>> begin

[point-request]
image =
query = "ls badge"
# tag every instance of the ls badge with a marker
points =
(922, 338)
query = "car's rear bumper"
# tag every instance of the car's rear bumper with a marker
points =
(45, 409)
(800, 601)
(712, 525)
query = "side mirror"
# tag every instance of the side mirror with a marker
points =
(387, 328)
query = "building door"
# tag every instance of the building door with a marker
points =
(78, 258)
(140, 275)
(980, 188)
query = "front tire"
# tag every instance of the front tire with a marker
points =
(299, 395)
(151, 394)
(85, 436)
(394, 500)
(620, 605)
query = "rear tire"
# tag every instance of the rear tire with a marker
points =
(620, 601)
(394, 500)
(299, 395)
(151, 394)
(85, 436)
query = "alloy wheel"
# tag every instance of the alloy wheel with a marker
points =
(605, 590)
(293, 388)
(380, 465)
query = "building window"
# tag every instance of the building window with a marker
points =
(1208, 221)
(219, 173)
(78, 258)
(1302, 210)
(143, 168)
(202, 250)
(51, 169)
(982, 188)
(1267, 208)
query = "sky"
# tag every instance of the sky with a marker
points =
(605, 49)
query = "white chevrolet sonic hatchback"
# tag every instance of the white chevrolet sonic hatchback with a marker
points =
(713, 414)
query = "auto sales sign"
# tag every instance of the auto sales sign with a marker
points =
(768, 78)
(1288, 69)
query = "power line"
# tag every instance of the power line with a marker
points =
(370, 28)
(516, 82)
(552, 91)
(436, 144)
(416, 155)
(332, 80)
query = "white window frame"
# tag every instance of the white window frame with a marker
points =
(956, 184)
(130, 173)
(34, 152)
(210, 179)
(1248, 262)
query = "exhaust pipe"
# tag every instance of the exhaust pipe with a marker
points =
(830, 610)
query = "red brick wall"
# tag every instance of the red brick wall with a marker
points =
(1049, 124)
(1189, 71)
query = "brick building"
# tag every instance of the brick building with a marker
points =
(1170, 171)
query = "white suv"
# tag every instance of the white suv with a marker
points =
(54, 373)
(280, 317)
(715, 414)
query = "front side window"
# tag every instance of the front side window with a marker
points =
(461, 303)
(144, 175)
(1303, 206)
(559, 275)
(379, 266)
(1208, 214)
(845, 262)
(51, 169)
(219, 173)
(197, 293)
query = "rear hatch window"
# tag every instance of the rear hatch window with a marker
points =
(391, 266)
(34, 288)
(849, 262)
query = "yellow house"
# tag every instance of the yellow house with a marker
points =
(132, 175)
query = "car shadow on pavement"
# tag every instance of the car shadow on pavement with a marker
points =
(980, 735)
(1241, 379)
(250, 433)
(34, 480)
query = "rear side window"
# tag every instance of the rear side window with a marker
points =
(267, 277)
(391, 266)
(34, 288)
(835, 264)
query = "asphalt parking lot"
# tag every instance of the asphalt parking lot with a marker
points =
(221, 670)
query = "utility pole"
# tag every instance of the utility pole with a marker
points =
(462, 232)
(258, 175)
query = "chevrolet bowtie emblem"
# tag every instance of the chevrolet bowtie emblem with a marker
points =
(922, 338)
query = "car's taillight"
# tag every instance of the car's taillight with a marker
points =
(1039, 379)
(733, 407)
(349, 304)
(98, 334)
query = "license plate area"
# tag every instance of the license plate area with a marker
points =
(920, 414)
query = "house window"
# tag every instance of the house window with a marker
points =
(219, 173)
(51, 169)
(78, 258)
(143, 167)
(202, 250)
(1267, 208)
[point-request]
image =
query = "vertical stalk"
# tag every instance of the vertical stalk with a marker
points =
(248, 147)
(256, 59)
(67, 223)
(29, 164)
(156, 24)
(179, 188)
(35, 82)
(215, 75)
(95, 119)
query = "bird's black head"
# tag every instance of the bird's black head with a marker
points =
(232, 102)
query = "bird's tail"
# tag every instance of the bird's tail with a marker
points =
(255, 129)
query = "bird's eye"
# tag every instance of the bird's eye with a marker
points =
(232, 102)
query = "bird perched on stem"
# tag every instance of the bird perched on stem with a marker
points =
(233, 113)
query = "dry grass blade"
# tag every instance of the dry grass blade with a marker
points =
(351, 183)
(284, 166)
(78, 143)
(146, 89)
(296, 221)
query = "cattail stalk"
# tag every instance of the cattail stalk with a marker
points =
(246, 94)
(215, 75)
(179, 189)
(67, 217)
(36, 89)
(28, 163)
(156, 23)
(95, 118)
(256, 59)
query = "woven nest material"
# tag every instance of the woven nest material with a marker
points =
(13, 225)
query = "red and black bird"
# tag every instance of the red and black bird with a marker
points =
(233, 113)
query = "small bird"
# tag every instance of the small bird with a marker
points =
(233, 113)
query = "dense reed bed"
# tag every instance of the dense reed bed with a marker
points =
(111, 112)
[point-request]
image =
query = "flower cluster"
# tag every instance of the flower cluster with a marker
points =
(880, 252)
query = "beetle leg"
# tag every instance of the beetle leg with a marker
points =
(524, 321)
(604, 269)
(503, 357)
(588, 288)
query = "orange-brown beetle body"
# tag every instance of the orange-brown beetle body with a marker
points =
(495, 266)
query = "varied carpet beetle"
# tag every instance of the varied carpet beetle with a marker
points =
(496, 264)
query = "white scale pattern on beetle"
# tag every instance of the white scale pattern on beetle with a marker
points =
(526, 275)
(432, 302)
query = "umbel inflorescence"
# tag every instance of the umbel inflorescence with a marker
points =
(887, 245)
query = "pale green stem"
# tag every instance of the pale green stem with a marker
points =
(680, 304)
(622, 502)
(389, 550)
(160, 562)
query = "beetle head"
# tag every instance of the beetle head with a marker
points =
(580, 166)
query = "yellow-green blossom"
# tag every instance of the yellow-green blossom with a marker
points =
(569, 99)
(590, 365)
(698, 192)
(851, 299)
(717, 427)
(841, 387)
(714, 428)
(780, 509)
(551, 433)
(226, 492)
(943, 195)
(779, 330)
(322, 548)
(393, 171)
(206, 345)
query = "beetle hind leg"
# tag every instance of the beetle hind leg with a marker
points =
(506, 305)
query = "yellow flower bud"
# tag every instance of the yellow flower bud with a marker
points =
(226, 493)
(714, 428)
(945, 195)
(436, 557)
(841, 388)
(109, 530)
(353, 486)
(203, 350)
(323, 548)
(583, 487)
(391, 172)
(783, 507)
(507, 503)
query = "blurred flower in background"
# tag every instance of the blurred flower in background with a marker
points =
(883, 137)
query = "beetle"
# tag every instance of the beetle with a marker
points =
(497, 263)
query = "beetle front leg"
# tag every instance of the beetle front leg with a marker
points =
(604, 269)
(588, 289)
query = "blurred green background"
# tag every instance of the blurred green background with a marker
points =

>> end

• _DIRECTION_:
From the listing above, extract all records word for word.

• _WRITTEN RESPONSE_:
[point-request]
image =
query = "ls badge"
# tag every instance of the ls badge with a marker
points =
(922, 338)
query = "car's rear bumper"
# tag every instance of the car's rear bumper with a marker
points =
(45, 409)
(800, 601)
(712, 525)
query = "side mirror"
# tag every instance of the side mirror with a marker
points =
(387, 328)
query = "building door"
# tag every instance of the building door with a marker
points =
(78, 258)
(140, 275)
(980, 188)
query = "front tire"
# tag every instance of the front tire with a marker
points =
(299, 395)
(151, 394)
(85, 436)
(394, 500)
(620, 605)
query = "rear tire"
# tag every instance of the rear tire with a marker
points =
(620, 601)
(394, 500)
(299, 395)
(151, 394)
(85, 436)
query = "alloy wheel"
# tag every instance of the alloy wheel with a marker
points =
(605, 590)
(293, 388)
(380, 465)
query = "building window"
# tag every instance of the building window with a marker
points =
(1208, 221)
(219, 173)
(78, 258)
(1302, 210)
(143, 168)
(202, 250)
(51, 169)
(982, 188)
(1267, 208)
query = "sky"
# tag every instance of the sky with a marker
points =
(605, 49)
query = "white chevrolet sonic hatchback"
# tag every instance of the white chevrolet sonic hatchback with a marker
points =
(713, 414)
query = "auto sales sign"
# tag every instance of the auto sales sign with a marker
points =
(768, 78)
(1288, 69)
query = "power line"
# tag every instance of the power line with a marker
points =
(370, 28)
(516, 82)
(552, 91)
(436, 144)
(416, 155)
(332, 80)
query = "white window frame"
# tag every instance of the white window frame with a marker
points =
(956, 184)
(130, 173)
(34, 152)
(210, 179)
(1248, 262)
query = "exhaust pipe"
# tag every instance of the exhaust pipe with a marker
points =
(830, 610)
query = "red brick wall"
# tag every instance of the red brick wall with a marker
points =
(1049, 124)
(1189, 71)
query = "brick building"
# tag every instance of the brick building with a marker
points =
(1170, 171)
query = "white suv"
# tag every instance of the white suv with a marker
points =
(54, 373)
(280, 317)
(715, 414)
query = "front side window"
# tag every instance of the front side window with a marker
points =
(461, 303)
(144, 175)
(1303, 206)
(559, 275)
(379, 266)
(1208, 214)
(845, 262)
(51, 169)
(219, 173)
(197, 293)
query = "rear hatch window"
# tag every instance of the rear hatch window with a marker
points =
(391, 266)
(34, 288)
(849, 262)
query = "yellow house"
# tag every instance of the yellow house with a marker
points =
(132, 175)
query = "car shadow on pavement"
# tag every instance of the car shadow on pavement with a marker
points =
(980, 735)
(1241, 379)
(250, 433)
(34, 480)
query = "rear side window"
# tag every instance of the rear side window with a marker
points =
(267, 277)
(391, 266)
(34, 288)
(835, 264)
query = "asphalt parking lot"
# tag every instance of the asphalt parking lot with a marker
points =
(221, 670)
query = "utility pole"
# tag every instance of the utility pole with a marker
points =
(462, 232)
(258, 175)
query = "chevrolet bowtie emblem"
# tag every instance of the chevrolet bowtie emblem with a marker
points =
(922, 338)
query = "car's taillight"
# tag every instance of the car's taillight with a marker
points =
(1039, 379)
(733, 407)
(349, 304)
(98, 334)
query = "license plate area"
# tag every instance of the license plate area with a marker
points =
(920, 414)
query = "house window"
# tag every instance of the house window with a marker
points =
(219, 173)
(51, 169)
(78, 258)
(143, 167)
(202, 250)
(1267, 208)
[point-request]
image =
query = "vertical stalk"
# tag every instance of the vertical stalk with a marker
points =
(248, 147)
(256, 59)
(67, 223)
(29, 164)
(156, 24)
(179, 188)
(35, 82)
(215, 75)
(95, 119)
query = "bird's black head"
# tag every instance of the bird's black head with a marker
points =
(232, 102)
query = "bird's tail"
# tag every instance of the bird's tail with a marker
points =
(255, 129)
query = "bird's eye"
# tag every instance of the bird's eye with a marker
points =
(232, 102)
query = "bird perched on stem"
# tag every instance of the bird perched on stem with a marker
points =
(233, 113)
query = "dry grass blade"
# tag every instance of the dry grass blade with a marker
points =
(351, 183)
(284, 166)
(78, 143)
(146, 89)
(296, 221)
query = "cattail stalk"
# tag every instance of the cattail stalk with a marker
points =
(246, 94)
(215, 75)
(179, 189)
(67, 217)
(36, 89)
(28, 163)
(156, 23)
(95, 118)
(256, 59)
query = "woven nest material"
# tag every instance of the woven nest material with a marker
points =
(13, 225)
query = "red and black bird"
# tag every instance of the red and black bird with a marker
points =
(233, 113)
query = "small bird"
# tag every instance of the small bird with a marker
points =
(233, 113)
query = "dense reed bed"
# tag every instance of the dense reed bed with a marker
points =
(111, 112)
[point-request]
image =
query = "flower cluster"
# tag every instance of the flower cluster with a marker
points =
(880, 252)
query = "beetle leg"
# tag every instance of the beetle leg with a marker
points =
(524, 321)
(604, 269)
(503, 357)
(588, 288)
query = "orange-brown beetle body"
# tag every instance of the orange-brown beetle body with a marker
points =
(495, 266)
query = "varied carpet beetle"
# tag every instance of the varied carpet beetle with a marker
points =
(496, 264)
query = "white scale pattern on beetle"
# tag every instance of the white scale pattern on beetle with a marker
points =
(526, 275)
(432, 302)
query = "umbel inflorescence"
# tag every instance of the umbel inflorescence with a marker
points =
(887, 245)
query = "pale green stem"
# tag every instance of the pale green stem with a marker
points =
(680, 304)
(622, 502)
(389, 550)
(160, 562)
query = "beetle head"
# tag every instance of the beetle head with a marker
points =
(580, 166)
query = "yellow-green blossom"
# tag every instance of the yellow-green blossom with a marker
points =
(569, 99)
(590, 365)
(698, 192)
(851, 299)
(717, 427)
(841, 387)
(714, 428)
(780, 509)
(551, 433)
(226, 492)
(943, 195)
(779, 330)
(322, 548)
(393, 171)
(206, 345)
query = "beetle hind leg"
# tag every instance of the beetle hind leg with a marker
points =
(506, 305)
query = "yellow flower bud"
# tag every instance of the yellow flower bud with a marker
points =
(226, 493)
(714, 428)
(945, 195)
(436, 557)
(841, 388)
(109, 530)
(353, 486)
(203, 350)
(323, 548)
(583, 487)
(391, 172)
(783, 507)
(507, 503)
query = "blurred flower in background"
# tag every instance of the blurred flower in background with a marker
points =
(883, 137)
query = "beetle"
# tag every instance of the beetle with a marker
points =
(497, 263)
query = "beetle front leg"
# tag every instance of the beetle front leg with a marker
points =
(604, 269)
(588, 289)
query = "blurred green background"
# tag every instance of the blurred green background with a marker
points =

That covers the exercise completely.